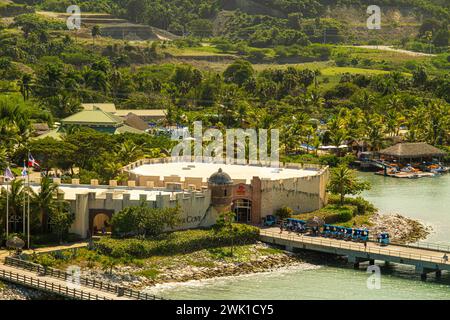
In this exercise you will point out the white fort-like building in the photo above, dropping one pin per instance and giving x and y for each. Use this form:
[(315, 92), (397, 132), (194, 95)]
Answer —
[(202, 191)]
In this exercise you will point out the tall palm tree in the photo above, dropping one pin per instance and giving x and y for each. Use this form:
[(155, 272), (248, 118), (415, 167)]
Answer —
[(44, 200), (95, 32), (25, 86), (343, 181), (15, 203)]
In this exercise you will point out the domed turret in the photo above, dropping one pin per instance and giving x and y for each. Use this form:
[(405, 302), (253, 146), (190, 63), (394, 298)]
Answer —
[(220, 178), (221, 186)]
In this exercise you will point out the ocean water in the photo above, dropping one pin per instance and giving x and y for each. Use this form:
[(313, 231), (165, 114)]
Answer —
[(426, 199)]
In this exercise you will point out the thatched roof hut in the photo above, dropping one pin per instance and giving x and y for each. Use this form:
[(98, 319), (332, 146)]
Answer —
[(412, 151)]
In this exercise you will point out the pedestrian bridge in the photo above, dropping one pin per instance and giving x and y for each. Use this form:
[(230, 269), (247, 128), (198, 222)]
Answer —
[(424, 259), (61, 283)]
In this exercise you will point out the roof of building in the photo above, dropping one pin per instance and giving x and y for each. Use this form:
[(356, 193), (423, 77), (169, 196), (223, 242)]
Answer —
[(220, 178), (142, 112), (204, 170), (107, 107), (412, 150), (136, 122), (95, 117), (55, 134), (124, 128), (40, 127)]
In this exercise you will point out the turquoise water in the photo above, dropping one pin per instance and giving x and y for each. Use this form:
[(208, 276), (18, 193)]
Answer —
[(426, 199)]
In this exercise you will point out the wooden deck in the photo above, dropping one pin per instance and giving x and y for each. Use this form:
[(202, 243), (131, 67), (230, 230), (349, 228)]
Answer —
[(54, 285)]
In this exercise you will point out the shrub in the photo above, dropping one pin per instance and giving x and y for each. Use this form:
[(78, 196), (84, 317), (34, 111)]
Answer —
[(329, 159), (175, 242), (284, 212), (345, 213), (362, 205)]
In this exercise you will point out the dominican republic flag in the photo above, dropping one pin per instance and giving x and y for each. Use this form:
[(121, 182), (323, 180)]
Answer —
[(32, 162), (8, 174), (24, 171)]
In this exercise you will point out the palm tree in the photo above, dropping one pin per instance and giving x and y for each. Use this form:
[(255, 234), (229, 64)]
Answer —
[(129, 151), (95, 32), (44, 200), (25, 86), (15, 202), (343, 181)]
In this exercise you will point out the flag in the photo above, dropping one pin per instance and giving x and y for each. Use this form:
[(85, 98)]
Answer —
[(8, 174), (24, 171), (32, 162)]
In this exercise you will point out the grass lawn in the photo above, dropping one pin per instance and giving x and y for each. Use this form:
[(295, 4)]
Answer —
[(151, 267), (334, 214)]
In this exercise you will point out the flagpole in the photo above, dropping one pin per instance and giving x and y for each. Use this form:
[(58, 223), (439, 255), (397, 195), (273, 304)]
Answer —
[(28, 193), (7, 208), (24, 210)]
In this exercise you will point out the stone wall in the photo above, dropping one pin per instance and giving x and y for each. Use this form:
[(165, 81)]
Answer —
[(194, 206)]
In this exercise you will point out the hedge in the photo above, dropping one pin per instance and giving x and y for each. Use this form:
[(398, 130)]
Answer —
[(175, 242)]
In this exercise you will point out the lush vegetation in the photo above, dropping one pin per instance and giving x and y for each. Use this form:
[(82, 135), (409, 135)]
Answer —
[(353, 212), (287, 69), (143, 221), (176, 242)]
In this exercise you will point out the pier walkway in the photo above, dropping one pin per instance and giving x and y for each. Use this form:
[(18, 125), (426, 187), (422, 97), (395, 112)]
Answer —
[(54, 285), (425, 260), (64, 283)]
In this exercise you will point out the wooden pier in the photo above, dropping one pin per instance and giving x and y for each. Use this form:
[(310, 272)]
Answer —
[(425, 260), (60, 283)]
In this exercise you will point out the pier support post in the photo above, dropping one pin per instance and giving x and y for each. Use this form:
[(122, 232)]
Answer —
[(289, 248)]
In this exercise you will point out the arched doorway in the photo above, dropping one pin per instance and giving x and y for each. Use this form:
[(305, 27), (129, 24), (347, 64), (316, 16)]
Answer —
[(243, 210), (99, 221)]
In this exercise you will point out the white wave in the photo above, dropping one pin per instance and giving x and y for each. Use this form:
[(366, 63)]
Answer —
[(276, 272)]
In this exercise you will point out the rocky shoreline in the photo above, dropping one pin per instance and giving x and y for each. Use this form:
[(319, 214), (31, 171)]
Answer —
[(10, 291), (128, 275), (401, 229)]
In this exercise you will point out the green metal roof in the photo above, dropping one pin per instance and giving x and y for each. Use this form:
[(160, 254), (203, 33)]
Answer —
[(125, 128), (55, 134), (93, 117)]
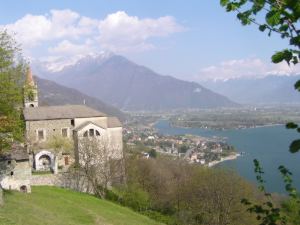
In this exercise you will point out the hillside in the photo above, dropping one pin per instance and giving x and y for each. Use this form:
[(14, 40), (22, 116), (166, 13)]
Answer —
[(55, 206), (51, 93), (129, 86), (266, 90)]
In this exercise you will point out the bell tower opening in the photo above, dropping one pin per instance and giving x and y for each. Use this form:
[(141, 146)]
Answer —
[(30, 91)]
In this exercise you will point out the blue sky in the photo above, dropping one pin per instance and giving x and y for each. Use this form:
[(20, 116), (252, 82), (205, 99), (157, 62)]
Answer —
[(191, 40)]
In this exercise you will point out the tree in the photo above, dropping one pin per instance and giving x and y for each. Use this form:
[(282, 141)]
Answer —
[(281, 17), (98, 166), (12, 69)]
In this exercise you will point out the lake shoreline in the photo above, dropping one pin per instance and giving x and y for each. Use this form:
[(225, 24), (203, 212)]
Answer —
[(226, 129), (223, 159)]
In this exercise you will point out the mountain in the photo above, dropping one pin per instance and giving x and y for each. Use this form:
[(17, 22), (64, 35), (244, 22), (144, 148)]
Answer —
[(267, 90), (51, 93), (129, 86)]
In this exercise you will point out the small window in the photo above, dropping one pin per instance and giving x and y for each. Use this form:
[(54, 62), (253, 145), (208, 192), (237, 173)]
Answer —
[(85, 134), (66, 160), (41, 135), (64, 132), (91, 132)]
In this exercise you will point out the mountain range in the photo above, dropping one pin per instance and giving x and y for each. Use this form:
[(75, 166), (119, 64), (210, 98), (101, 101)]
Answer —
[(271, 89), (51, 93), (124, 84)]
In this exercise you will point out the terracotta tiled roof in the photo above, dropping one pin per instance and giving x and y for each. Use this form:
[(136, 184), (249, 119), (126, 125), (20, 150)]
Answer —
[(60, 112)]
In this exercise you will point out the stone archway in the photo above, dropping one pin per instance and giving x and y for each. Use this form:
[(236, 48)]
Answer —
[(23, 189), (44, 161)]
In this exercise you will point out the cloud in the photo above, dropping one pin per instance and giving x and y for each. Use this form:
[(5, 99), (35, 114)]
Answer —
[(120, 32), (250, 67), (67, 32), (67, 48)]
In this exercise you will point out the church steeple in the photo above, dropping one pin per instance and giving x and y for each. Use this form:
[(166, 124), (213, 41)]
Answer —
[(29, 78), (30, 91)]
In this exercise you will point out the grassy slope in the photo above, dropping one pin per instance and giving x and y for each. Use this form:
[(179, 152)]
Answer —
[(55, 206)]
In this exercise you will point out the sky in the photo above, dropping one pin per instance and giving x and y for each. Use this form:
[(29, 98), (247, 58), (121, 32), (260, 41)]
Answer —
[(191, 40)]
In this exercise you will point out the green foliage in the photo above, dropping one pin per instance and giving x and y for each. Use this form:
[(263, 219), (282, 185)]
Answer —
[(11, 83), (57, 206), (175, 192), (281, 17)]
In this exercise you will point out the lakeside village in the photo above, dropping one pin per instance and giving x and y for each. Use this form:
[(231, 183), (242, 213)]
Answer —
[(194, 149)]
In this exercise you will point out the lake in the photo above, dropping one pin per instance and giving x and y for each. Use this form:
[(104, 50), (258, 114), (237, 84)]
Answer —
[(268, 144)]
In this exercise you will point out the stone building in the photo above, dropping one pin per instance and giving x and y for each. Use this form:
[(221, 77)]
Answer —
[(15, 169), (49, 129)]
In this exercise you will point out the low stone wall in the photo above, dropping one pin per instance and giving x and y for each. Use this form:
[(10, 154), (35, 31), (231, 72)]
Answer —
[(74, 181), (47, 179)]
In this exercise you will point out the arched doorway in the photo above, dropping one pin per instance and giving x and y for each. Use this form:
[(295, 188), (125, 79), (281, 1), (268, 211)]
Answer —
[(23, 188), (45, 162)]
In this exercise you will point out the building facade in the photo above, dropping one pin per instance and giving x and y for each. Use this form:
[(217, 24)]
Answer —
[(55, 134)]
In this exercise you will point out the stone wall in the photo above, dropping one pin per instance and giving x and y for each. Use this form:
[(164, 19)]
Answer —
[(115, 139), (51, 128), (72, 180), (18, 177)]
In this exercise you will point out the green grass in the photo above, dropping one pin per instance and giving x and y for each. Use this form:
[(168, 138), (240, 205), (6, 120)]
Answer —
[(56, 206)]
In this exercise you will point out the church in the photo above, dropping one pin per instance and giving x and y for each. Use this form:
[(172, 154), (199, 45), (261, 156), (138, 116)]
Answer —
[(55, 134)]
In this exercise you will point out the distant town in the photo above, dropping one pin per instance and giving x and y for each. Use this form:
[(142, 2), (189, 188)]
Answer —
[(195, 149)]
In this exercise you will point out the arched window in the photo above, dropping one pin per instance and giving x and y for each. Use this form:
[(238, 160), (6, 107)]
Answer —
[(85, 134), (91, 133)]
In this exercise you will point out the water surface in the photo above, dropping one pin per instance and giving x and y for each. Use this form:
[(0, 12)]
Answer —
[(267, 144)]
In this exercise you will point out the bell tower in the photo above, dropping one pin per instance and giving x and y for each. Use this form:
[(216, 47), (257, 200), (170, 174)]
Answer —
[(30, 91)]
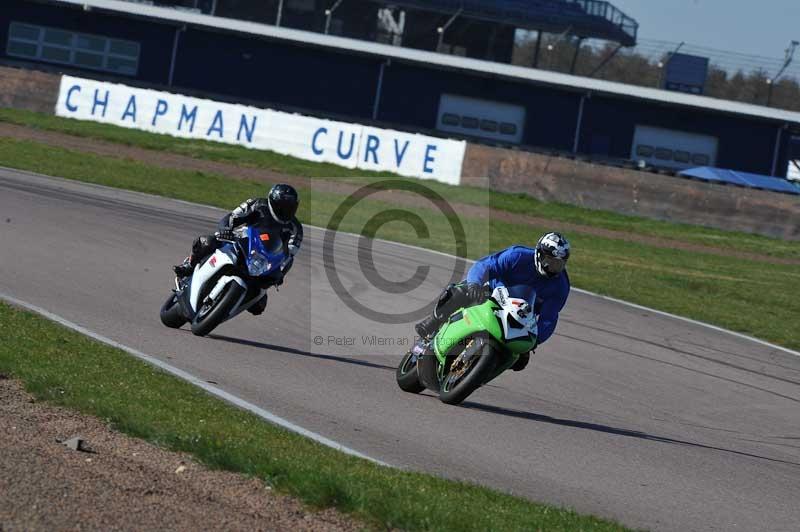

────────────────────────────────────────

■ **Exercise requirements**:
Copy out the records word for word, beginning with the line that contains "In this exercise you will point out the tall" and continuing through the line that contains "[(54, 285)]", both of those lines included.

■ **Task solution**:
In this exercise you will point out the tall palm tree in the photo above, dropping one pin per instance and giving x and y for each. Use this form:
[(155, 272), (248, 118), (415, 167)]
Answer —
[(44, 200), (95, 32), (25, 86), (343, 181), (15, 203)]
In this exercise you will point out the domed turret in the photo above, dropping one pin per instance and giving x and y for each. Use this form:
[(405, 302), (253, 146), (190, 63), (394, 298)]
Answer —
[(220, 178), (221, 186)]
In this exercise you will point out the ocean water in the photo above, dropping one pin per instance and giving x and y for each. Use this form:
[(313, 231), (165, 114)]
Answer —
[(426, 199)]
In this exercise you will point out the thatched roof hut in the photo above, dropping one pin per instance and giving x and y for each. Use this form:
[(98, 319), (332, 146)]
Answer —
[(412, 151)]
In this exercise you will point out the pedestrian bridge in the photo above, dropping one pin per instance and giving x and y for each. Use this form:
[(230, 269), (247, 128), (198, 222)]
Answer —
[(424, 259), (61, 283)]
In this exercise you will point out the roof of building in the photo above, dropping one pin per instance and giving x and y for each. Use this form:
[(356, 193), (423, 77), (169, 196), (223, 242)]
Answer —
[(220, 178), (142, 112), (204, 170), (107, 107), (412, 150), (136, 122), (95, 117), (55, 134), (124, 128), (40, 127)]
In this exercise you will point out the turquoise water in the photo above, dropping one pin per instance and giving x and y for each. Use this form:
[(208, 276), (18, 193)]
Answer —
[(426, 199)]
In this exercise you will point out the wooden deck in the photo above, dropping one pin per instance and giving x and y for each. Use this form:
[(202, 243), (131, 67), (230, 230), (349, 228)]
Answer —
[(54, 285)]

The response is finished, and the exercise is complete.